[Task 1]:
In the comment thread about the computer upgrade sticker, what price does the sticker give for replacing the system every two years?
[Task 2]:
Reproduce word for word the passage of the comment thread starting at "They were never" and ending at "loud, thank you!".

[Article]:
☆ ☆ ☆

They were never obsolete because, as it says on the sticker (that no one on the internet can ever seem to be bothered to read), that you can replace it every 2 years for new, more modern system for only 99 bucks.
and quite frankly, thats a fucking steal, considering what PC prices were like back in the late 90s, and with how fast technology was advancing.
For crying out loud, thank you!
Power users didn’t flock to these, but they were awesome for a certain demographic. Low skill early tech adopters. Grandma, grampa, mom and dad. Dudes out in rural areas, like my friend’s dad, who only needed to use the PC for 30 minutes a day to keep his farm operation running and couldn’t give 2 shits.
The trick was closing down your PC company before the two years are out.
As it is with all “lifetime” subscription options

Ah yes, totally legible sticker
I remember these shit boxes. Fuck these shit boxes. Set that fucking thing on fire and throw it off the overpass.
I use that case for my work computer! It has a ryzen7 and RTX 2080. I had to hack the front USB to connect it with a modern mobo header, but it works…

Where’s the radiator?
It’s upward inside the drive bay, using a single 120mm fan and rad, then I perforated the case’s top sheet metal with a new grid of holes for outlet airflow. Definitely not amazing cooling performance but hey. I had to slice the CDROM drive in half to make room for it… the floppy drive actually works but not the giant CDROM lol

Clever!
Of all the machines an Emachine. Those were the cheapest and worst built computers ever. They were often obsolete the moment they were sold.
I guess that makes the irony even more delicious.
Even when these first came out you had to know it was silly
Correct me if I’m wrong but I think this was a programme where they would upgrade/replace your setup for free every year or so.
That’s right. There’s an insightful blog article if you want to learn the full story.

☆ ☆ ☆

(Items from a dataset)
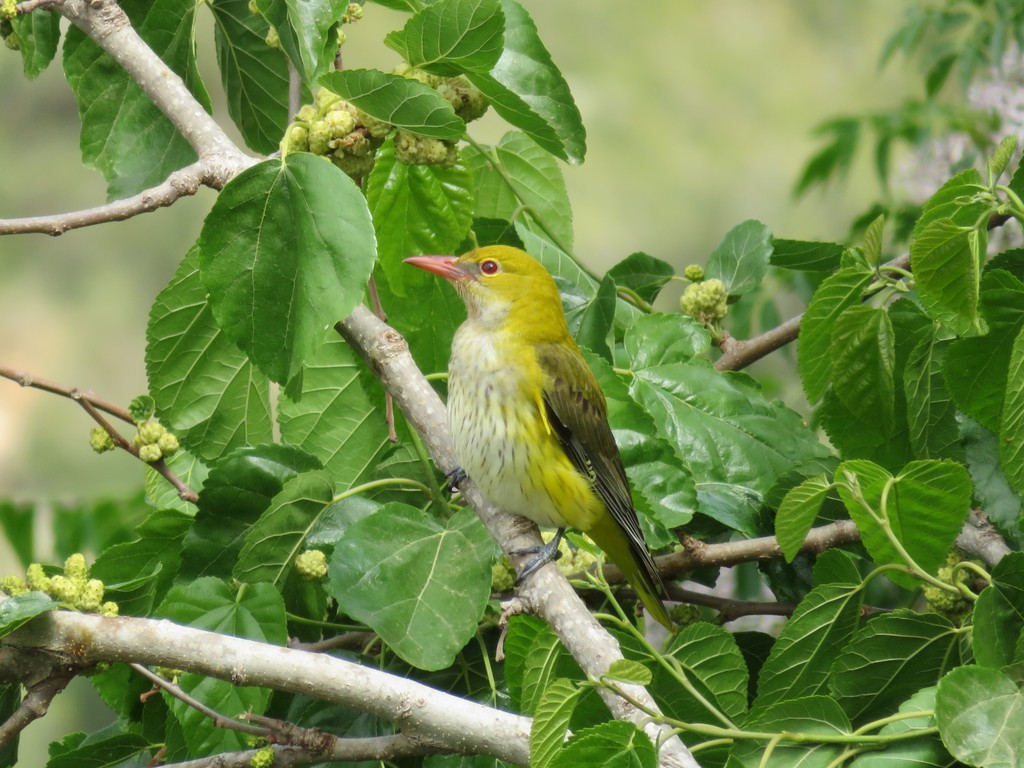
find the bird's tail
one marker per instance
(637, 565)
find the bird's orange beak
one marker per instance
(442, 265)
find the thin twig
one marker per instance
(93, 406)
(181, 183)
(34, 706)
(218, 720)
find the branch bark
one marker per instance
(418, 710)
(546, 592)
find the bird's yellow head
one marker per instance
(500, 284)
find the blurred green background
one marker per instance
(699, 116)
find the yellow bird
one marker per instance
(528, 419)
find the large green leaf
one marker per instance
(518, 181)
(205, 387)
(256, 612)
(801, 658)
(279, 536)
(998, 614)
(124, 134)
(930, 410)
(1012, 422)
(420, 584)
(975, 370)
(339, 415)
(137, 574)
(980, 713)
(239, 488)
(254, 75)
(893, 655)
(835, 295)
(926, 751)
(926, 506)
(38, 34)
(740, 260)
(403, 102)
(285, 252)
(724, 426)
(809, 715)
(417, 209)
(450, 37)
(613, 744)
(526, 89)
(306, 31)
(863, 356)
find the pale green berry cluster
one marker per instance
(100, 440)
(707, 301)
(154, 441)
(73, 587)
(263, 758)
(953, 606)
(311, 565)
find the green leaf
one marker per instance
(945, 267)
(124, 135)
(893, 655)
(416, 209)
(138, 573)
(836, 294)
(613, 744)
(976, 369)
(253, 74)
(711, 659)
(657, 474)
(627, 671)
(723, 425)
(797, 513)
(926, 751)
(420, 584)
(530, 193)
(819, 629)
(451, 37)
(18, 610)
(406, 103)
(806, 255)
(339, 415)
(239, 488)
(809, 715)
(526, 89)
(38, 34)
(998, 613)
(306, 31)
(115, 750)
(642, 273)
(863, 356)
(286, 251)
(206, 390)
(662, 339)
(1012, 423)
(279, 536)
(17, 520)
(931, 413)
(740, 260)
(980, 713)
(255, 612)
(927, 504)
(551, 721)
(597, 320)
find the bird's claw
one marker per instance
(456, 476)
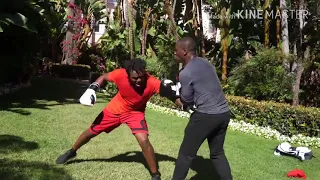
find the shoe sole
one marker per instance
(67, 160)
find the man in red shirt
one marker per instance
(135, 88)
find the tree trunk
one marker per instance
(68, 57)
(225, 22)
(266, 22)
(145, 31)
(278, 27)
(54, 51)
(131, 38)
(168, 9)
(284, 33)
(300, 60)
(203, 50)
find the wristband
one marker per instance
(95, 86)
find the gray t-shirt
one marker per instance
(201, 86)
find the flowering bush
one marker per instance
(75, 25)
(265, 132)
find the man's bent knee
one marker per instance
(142, 139)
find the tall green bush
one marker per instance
(263, 77)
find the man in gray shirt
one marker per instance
(201, 87)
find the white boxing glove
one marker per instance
(89, 97)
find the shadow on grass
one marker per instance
(19, 169)
(203, 167)
(42, 90)
(10, 143)
(132, 156)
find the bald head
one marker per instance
(185, 50)
(188, 44)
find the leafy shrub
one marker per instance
(263, 77)
(286, 119)
(77, 71)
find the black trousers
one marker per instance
(200, 127)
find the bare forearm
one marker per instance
(179, 103)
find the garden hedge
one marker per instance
(77, 71)
(286, 119)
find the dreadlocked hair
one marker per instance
(137, 65)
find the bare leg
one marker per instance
(83, 139)
(147, 151)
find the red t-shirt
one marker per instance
(127, 99)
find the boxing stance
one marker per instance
(135, 88)
(200, 86)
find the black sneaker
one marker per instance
(66, 156)
(156, 177)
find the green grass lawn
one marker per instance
(41, 122)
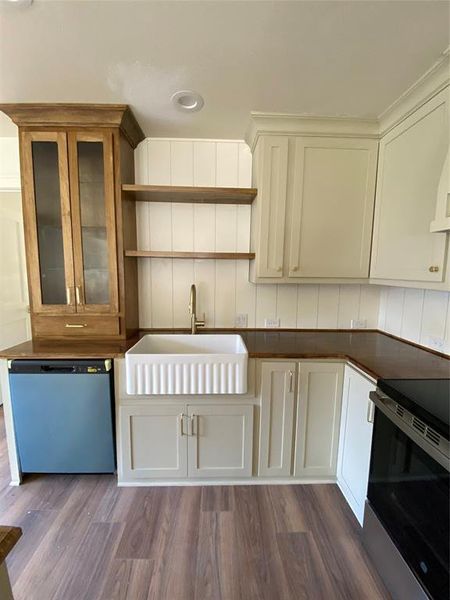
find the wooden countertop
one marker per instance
(376, 353)
(8, 539)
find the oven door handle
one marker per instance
(386, 406)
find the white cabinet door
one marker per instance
(355, 440)
(154, 441)
(318, 414)
(221, 440)
(277, 418)
(410, 166)
(332, 210)
(270, 205)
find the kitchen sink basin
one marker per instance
(187, 364)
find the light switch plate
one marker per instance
(358, 323)
(272, 323)
(241, 320)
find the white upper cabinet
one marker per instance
(410, 167)
(269, 208)
(332, 207)
(312, 218)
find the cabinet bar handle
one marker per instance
(78, 294)
(181, 417)
(193, 417)
(370, 411)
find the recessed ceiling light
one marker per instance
(188, 101)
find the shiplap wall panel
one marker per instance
(223, 289)
(421, 316)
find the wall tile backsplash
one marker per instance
(223, 289)
(421, 316)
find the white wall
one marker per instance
(421, 316)
(223, 288)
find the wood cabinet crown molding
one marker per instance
(76, 115)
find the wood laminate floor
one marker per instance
(86, 539)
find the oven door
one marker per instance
(409, 492)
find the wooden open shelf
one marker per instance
(212, 255)
(188, 194)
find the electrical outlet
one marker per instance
(358, 323)
(272, 323)
(241, 320)
(436, 342)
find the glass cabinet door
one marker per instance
(94, 238)
(47, 219)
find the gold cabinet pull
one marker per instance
(291, 380)
(370, 411)
(78, 294)
(193, 432)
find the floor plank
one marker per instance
(86, 539)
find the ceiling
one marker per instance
(322, 57)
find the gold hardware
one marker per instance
(78, 294)
(192, 424)
(193, 311)
(181, 418)
(370, 411)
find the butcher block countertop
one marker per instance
(378, 354)
(8, 539)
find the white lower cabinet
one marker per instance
(153, 442)
(355, 440)
(221, 440)
(318, 418)
(277, 418)
(172, 441)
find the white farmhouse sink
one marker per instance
(187, 364)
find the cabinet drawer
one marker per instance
(75, 326)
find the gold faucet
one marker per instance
(193, 311)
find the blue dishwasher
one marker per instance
(63, 415)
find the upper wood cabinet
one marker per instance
(411, 161)
(73, 158)
(312, 218)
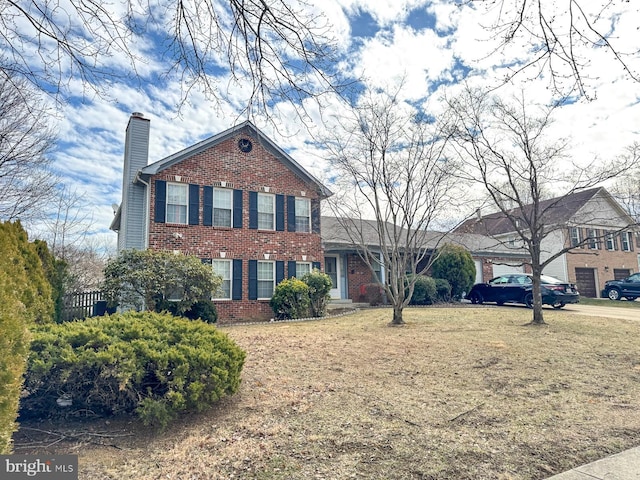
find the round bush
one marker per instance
(291, 299)
(152, 365)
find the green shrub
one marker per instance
(455, 264)
(149, 364)
(424, 291)
(443, 290)
(319, 287)
(290, 299)
(25, 298)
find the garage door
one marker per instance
(499, 269)
(586, 282)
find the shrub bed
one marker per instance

☆ ☆ ☆

[Expected output 1]:
Only 99 dollars.

[Expected output 2]:
They were never obsolete because, as it says on the sticker (that no one on the internet can ever seem to be bothered to read), that you can replace it every 2 years for new, more modern system for only 99 bucks.
and quite frankly, thats a fucking steal, considering what PC prices were like back in the late 90s, and with how fast technology was advancing.
For crying out loud, thank you!